▸ **Work required**
Return every line in the rows below that contains the word "wooden". Letter case matters.

* START Information given *

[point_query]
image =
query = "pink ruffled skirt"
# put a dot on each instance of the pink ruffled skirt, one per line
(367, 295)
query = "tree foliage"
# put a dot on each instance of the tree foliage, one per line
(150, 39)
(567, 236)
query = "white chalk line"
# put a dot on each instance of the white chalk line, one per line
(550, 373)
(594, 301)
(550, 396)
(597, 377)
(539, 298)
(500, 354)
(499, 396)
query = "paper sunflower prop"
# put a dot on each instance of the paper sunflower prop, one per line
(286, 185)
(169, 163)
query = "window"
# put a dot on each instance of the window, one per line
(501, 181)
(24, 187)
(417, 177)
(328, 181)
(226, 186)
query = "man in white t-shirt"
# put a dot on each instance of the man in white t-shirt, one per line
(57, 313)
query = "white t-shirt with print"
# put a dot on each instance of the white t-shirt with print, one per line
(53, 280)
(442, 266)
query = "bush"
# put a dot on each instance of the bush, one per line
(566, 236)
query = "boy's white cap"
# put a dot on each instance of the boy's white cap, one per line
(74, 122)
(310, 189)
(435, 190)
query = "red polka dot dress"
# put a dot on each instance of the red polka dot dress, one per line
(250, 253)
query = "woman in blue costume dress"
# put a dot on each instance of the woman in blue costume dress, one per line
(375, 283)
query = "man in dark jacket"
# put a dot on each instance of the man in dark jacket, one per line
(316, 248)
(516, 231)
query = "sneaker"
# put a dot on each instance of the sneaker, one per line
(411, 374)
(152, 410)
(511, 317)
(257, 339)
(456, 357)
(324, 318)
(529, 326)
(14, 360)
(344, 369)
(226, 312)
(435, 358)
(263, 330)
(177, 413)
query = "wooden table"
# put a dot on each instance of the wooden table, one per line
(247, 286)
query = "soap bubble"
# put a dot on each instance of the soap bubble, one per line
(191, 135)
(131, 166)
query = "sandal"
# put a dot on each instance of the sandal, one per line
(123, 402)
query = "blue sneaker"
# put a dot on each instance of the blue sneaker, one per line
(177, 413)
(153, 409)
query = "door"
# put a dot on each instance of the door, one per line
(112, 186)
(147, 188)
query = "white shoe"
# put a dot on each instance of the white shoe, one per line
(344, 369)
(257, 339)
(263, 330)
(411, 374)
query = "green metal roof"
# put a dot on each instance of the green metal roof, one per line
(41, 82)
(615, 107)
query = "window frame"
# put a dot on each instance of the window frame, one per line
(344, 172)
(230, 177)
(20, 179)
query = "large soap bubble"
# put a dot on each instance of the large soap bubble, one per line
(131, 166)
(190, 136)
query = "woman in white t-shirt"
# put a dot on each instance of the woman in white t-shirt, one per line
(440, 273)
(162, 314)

* END Information given *

▸ **Answer to the task**
query = "wooden table"
# put a dot on each instance of the wooden table, one per line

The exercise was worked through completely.